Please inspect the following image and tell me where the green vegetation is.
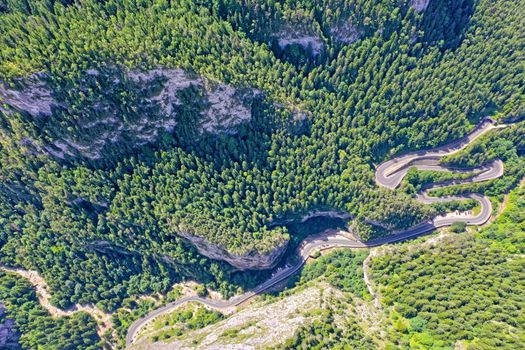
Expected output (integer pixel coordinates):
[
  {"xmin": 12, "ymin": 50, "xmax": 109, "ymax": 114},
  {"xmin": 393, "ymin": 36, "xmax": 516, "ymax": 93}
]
[
  {"xmin": 0, "ymin": 271, "xmax": 102, "ymax": 350},
  {"xmin": 371, "ymin": 186, "xmax": 525, "ymax": 349},
  {"xmin": 146, "ymin": 305, "xmax": 224, "ymax": 342},
  {"xmin": 0, "ymin": 0, "xmax": 525, "ymax": 346},
  {"xmin": 280, "ymin": 309, "xmax": 376, "ymax": 350}
]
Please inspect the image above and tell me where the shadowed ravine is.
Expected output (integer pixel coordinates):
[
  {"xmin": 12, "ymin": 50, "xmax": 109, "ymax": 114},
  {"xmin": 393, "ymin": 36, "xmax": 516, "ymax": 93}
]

_Problem statement_
Render every line of the material above as a JSON list of strings, one string per line, skipping blank lines. Leave the pictures out of your answer.

_Exercise solution_
[
  "Please inspect the following image and tell me where the green vegetation is.",
  "Expected output (integer pixel coordinates):",
  "[",
  "  {\"xmin\": 12, \"ymin\": 50, \"xmax\": 109, \"ymax\": 114},",
  "  {\"xmin\": 393, \"ymin\": 36, \"xmax\": 516, \"ymax\": 93}",
  "]",
  "[",
  "  {\"xmin\": 0, \"ymin\": 271, \"xmax\": 102, \"ymax\": 350},",
  "  {\"xmin\": 371, \"ymin\": 186, \"xmax\": 525, \"ymax\": 349},",
  "  {\"xmin\": 146, \"ymin\": 305, \"xmax\": 224, \"ymax\": 342},",
  "  {\"xmin\": 0, \"ymin\": 0, \"xmax\": 525, \"ymax\": 346},",
  "  {\"xmin\": 280, \"ymin\": 309, \"xmax\": 376, \"ymax\": 350}",
  "]",
  "Please inspect the image above and tell me where the shadowed ravine is.",
  "Expected output (integer pixel coordinates):",
  "[",
  "  {\"xmin\": 12, \"ymin\": 50, \"xmax\": 109, \"ymax\": 114},",
  "  {\"xmin\": 393, \"ymin\": 36, \"xmax\": 516, \"ymax\": 93}",
  "]"
]